§ The problem:
Please find each line in the records below that contains the word "stripe" and copy it out. Case counts.

[Labeled-object pointing entries]
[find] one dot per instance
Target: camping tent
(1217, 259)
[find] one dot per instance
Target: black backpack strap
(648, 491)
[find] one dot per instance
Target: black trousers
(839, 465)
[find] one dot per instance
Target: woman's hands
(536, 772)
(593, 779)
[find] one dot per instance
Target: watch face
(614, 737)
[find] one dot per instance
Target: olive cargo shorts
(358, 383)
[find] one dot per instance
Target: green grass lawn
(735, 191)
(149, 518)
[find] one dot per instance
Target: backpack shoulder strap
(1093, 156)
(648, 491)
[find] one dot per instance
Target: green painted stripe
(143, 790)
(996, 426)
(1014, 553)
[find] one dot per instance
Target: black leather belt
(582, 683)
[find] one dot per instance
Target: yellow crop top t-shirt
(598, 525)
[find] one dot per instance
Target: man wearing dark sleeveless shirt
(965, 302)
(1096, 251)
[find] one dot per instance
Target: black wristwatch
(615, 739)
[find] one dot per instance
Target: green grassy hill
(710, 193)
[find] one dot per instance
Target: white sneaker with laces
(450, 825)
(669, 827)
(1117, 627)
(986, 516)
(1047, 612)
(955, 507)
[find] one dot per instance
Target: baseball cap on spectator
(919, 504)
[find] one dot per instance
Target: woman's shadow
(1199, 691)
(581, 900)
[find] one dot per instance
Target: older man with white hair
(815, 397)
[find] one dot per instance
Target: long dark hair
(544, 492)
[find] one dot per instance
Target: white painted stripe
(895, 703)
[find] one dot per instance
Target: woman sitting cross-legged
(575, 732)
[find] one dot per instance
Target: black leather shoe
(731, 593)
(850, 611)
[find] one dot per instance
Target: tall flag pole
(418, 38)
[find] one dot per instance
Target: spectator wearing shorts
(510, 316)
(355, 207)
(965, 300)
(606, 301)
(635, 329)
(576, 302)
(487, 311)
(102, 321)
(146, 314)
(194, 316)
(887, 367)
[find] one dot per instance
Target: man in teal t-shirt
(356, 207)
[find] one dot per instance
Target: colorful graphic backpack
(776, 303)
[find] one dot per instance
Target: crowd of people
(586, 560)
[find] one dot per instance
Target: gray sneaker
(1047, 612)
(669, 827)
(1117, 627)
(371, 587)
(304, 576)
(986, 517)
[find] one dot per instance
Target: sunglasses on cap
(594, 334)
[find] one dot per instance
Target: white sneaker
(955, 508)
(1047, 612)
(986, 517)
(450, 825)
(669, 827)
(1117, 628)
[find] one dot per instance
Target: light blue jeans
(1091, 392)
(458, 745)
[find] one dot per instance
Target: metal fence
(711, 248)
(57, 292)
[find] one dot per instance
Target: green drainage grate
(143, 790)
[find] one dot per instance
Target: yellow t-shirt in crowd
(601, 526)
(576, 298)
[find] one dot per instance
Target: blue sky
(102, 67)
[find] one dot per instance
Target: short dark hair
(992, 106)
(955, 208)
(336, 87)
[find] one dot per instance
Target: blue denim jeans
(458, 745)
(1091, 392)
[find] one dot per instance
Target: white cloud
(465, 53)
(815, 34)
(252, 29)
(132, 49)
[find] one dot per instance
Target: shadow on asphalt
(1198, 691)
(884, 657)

§ Reply to the exercise:
Target: green painted stripe
Target: white painted stripe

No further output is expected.